*Recorded data*.

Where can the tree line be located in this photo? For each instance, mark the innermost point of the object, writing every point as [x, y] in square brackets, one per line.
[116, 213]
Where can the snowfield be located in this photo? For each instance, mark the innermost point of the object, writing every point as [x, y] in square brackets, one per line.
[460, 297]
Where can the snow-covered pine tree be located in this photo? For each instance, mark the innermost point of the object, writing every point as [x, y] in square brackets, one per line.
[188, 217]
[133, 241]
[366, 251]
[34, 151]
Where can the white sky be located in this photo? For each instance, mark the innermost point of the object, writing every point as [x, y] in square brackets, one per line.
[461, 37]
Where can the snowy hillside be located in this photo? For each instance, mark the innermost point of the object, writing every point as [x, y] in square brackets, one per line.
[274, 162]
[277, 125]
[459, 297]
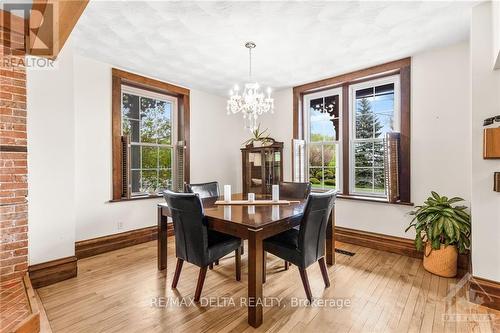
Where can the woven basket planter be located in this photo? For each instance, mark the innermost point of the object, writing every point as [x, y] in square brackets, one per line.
[442, 262]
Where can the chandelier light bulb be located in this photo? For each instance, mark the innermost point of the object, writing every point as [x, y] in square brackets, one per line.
[251, 102]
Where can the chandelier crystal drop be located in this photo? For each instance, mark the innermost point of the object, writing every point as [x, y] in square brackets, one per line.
[251, 102]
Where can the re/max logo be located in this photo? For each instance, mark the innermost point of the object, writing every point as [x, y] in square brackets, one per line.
[38, 26]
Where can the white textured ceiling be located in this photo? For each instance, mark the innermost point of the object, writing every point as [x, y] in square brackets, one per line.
[200, 44]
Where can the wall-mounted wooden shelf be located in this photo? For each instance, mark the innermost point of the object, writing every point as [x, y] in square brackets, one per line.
[491, 143]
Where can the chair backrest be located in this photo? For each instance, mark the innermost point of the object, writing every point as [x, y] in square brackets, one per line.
[205, 190]
[312, 234]
[293, 190]
[190, 228]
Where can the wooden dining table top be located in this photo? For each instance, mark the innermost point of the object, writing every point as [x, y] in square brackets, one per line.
[252, 217]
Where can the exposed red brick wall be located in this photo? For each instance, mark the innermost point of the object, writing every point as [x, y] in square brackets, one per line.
[13, 159]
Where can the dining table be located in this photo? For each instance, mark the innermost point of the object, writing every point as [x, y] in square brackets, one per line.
[251, 223]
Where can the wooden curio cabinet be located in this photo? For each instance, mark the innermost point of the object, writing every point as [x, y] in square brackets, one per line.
[262, 167]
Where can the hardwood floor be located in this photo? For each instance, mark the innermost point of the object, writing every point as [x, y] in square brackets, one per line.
[115, 292]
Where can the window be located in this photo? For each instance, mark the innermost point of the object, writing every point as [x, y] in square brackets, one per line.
[375, 112]
[352, 133]
[323, 137]
[148, 120]
[150, 130]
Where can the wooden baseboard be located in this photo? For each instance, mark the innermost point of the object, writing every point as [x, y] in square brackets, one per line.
[484, 292]
[94, 246]
[399, 245]
[50, 272]
[32, 323]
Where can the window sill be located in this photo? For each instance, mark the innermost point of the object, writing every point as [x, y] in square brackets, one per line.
[373, 199]
[367, 199]
[142, 197]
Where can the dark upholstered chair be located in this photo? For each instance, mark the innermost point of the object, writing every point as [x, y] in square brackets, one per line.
[305, 246]
[194, 243]
[205, 190]
[291, 190]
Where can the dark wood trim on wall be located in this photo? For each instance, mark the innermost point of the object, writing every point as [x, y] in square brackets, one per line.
[354, 76]
[345, 143]
[50, 272]
[405, 154]
[484, 292]
[344, 81]
[95, 246]
[398, 245]
[119, 78]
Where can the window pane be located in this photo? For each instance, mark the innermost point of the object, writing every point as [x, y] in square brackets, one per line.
[149, 120]
[363, 154]
[378, 154]
[332, 105]
[316, 176]
[136, 181]
[367, 92]
[149, 181]
[165, 180]
[165, 124]
[366, 121]
[315, 156]
[383, 107]
[329, 156]
[149, 157]
[135, 158]
[165, 158]
[385, 89]
[323, 119]
[379, 181]
[363, 180]
[131, 128]
[330, 178]
[130, 106]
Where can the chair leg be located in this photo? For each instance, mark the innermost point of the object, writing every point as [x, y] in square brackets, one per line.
[264, 264]
[324, 271]
[199, 285]
[305, 282]
[237, 262]
[177, 273]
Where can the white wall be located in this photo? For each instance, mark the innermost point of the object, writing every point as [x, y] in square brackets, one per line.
[440, 145]
[216, 139]
[485, 103]
[215, 142]
[51, 161]
[70, 161]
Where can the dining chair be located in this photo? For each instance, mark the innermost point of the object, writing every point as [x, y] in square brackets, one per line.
[194, 242]
[305, 246]
[204, 190]
[293, 190]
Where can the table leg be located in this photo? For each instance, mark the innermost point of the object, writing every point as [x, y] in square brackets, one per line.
[255, 299]
[330, 239]
[162, 240]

*Do this*. Exactly and only the lines from the line containing "Where can the white wall" through the last line of the entries should be copied, both ends included.

*Task answer*.
Where can the white wall be located in this photo? For each instance, mark the innermost point of the object, writing every point as [x, y] in square brackets, one per line.
[440, 145]
[216, 139]
[485, 103]
[215, 142]
[51, 161]
[70, 161]
Where can the dining chair be located in this photo? For each instance, mark the innermost point of the object, writing every point as [x, y] in square brackets, one per line.
[194, 242]
[305, 246]
[204, 190]
[293, 190]
Where can the table leg be located in this photo? For each instance, mark the innermost point of the object, writing every point as [x, y] in square brackets, one per line.
[255, 299]
[330, 239]
[162, 240]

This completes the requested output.